▶ Task brief
Pick out every line in the entries below that contains the word "bristle", and copy each one.

▶ Provided information
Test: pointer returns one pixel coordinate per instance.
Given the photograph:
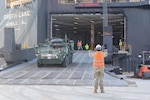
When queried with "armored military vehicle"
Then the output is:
(55, 51)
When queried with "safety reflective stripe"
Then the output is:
(99, 61)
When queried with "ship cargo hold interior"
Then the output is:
(78, 27)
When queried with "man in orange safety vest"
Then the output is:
(98, 66)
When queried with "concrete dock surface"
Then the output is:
(28, 82)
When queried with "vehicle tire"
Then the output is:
(38, 64)
(65, 62)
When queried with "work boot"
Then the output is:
(95, 91)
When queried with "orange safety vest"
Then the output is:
(98, 60)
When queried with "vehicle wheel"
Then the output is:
(38, 64)
(65, 62)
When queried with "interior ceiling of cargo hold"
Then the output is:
(78, 26)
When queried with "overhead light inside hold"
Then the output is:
(77, 18)
(53, 19)
(92, 21)
(75, 27)
(56, 25)
(75, 23)
(121, 22)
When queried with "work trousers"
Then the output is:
(98, 78)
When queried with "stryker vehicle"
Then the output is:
(55, 51)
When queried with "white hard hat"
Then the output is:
(98, 47)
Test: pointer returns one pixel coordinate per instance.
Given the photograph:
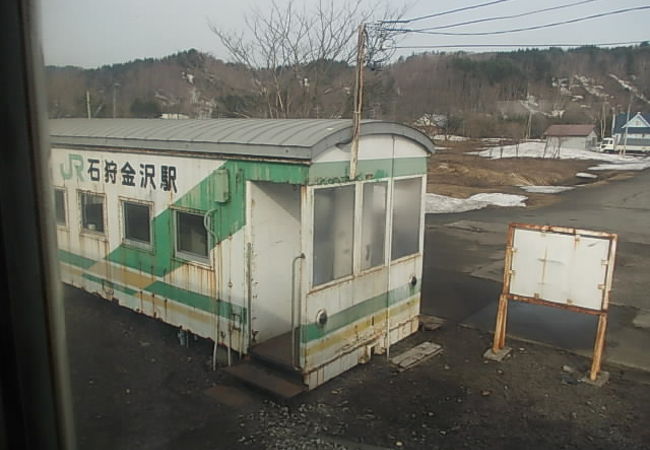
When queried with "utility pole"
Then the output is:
(115, 86)
(629, 105)
(88, 104)
(358, 101)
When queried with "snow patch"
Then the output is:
(450, 137)
(442, 204)
(538, 149)
(624, 166)
(546, 189)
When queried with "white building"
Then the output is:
(571, 136)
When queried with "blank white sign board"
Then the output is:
(559, 268)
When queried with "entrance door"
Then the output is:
(274, 221)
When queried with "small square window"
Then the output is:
(191, 235)
(92, 212)
(407, 197)
(333, 233)
(137, 222)
(59, 206)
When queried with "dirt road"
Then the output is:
(134, 386)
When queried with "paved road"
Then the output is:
(464, 264)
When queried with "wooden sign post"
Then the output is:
(565, 268)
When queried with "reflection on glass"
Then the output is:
(333, 233)
(92, 212)
(373, 224)
(191, 235)
(407, 197)
(136, 222)
(59, 206)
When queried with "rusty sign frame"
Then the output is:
(502, 311)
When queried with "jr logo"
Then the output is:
(75, 165)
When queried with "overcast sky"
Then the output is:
(91, 33)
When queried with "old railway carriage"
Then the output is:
(249, 232)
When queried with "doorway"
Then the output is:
(274, 234)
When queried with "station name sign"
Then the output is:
(150, 176)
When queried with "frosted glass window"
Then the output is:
(373, 224)
(407, 198)
(59, 206)
(92, 212)
(191, 235)
(333, 233)
(137, 225)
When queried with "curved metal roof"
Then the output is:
(301, 139)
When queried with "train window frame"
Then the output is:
(135, 243)
(63, 191)
(418, 251)
(87, 231)
(387, 230)
(318, 284)
(186, 256)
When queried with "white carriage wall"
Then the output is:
(103, 263)
(372, 307)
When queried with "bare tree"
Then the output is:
(291, 52)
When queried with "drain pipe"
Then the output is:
(206, 217)
(293, 310)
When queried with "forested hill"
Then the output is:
(478, 94)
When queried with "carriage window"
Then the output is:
(191, 235)
(407, 196)
(59, 206)
(137, 225)
(92, 212)
(373, 224)
(333, 233)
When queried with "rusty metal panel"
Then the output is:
(291, 139)
(561, 266)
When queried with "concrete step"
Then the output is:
(276, 382)
(275, 352)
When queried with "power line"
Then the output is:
(600, 44)
(512, 16)
(517, 30)
(444, 13)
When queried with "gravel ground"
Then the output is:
(134, 386)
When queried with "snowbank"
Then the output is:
(546, 189)
(644, 164)
(536, 150)
(441, 204)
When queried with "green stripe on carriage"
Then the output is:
(338, 171)
(409, 166)
(199, 301)
(342, 319)
(227, 218)
(116, 286)
(75, 260)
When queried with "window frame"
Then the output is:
(421, 220)
(86, 231)
(66, 218)
(353, 271)
(189, 257)
(387, 225)
(149, 246)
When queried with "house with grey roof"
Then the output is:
(632, 132)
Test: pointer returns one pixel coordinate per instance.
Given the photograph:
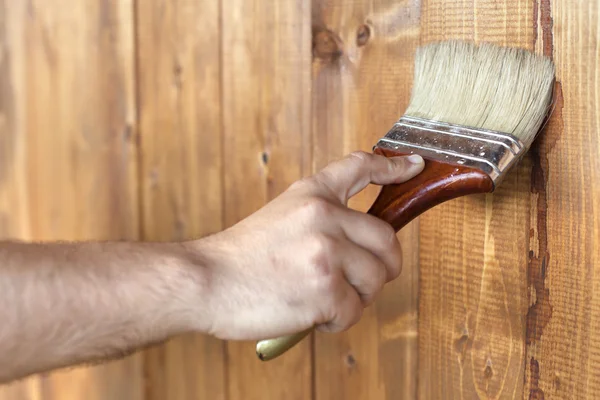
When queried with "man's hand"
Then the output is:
(305, 259)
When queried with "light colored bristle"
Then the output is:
(483, 86)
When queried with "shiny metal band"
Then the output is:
(492, 152)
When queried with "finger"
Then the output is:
(365, 272)
(376, 237)
(345, 313)
(347, 177)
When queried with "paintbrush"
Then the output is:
(474, 112)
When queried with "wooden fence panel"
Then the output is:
(362, 73)
(68, 157)
(563, 344)
(266, 108)
(178, 56)
(473, 287)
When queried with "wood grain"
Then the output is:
(563, 344)
(68, 160)
(266, 110)
(473, 291)
(362, 69)
(178, 57)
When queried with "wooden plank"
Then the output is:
(180, 130)
(266, 114)
(563, 346)
(362, 70)
(473, 292)
(67, 118)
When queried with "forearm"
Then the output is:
(65, 304)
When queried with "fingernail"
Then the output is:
(415, 159)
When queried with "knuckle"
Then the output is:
(320, 261)
(318, 208)
(302, 183)
(354, 316)
(389, 235)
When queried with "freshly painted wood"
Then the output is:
(362, 69)
(266, 110)
(473, 251)
(180, 138)
(563, 344)
(67, 151)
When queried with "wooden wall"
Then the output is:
(165, 120)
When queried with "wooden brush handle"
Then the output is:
(398, 205)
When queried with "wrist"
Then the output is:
(182, 279)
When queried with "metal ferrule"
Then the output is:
(489, 151)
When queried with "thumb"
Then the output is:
(350, 175)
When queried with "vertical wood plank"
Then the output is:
(266, 117)
(362, 72)
(68, 167)
(178, 58)
(564, 280)
(473, 251)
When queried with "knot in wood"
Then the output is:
(363, 34)
(327, 45)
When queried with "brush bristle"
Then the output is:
(483, 86)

▶ Worked answer
When queried with "light colored bristle"
When queried with "brush bristle"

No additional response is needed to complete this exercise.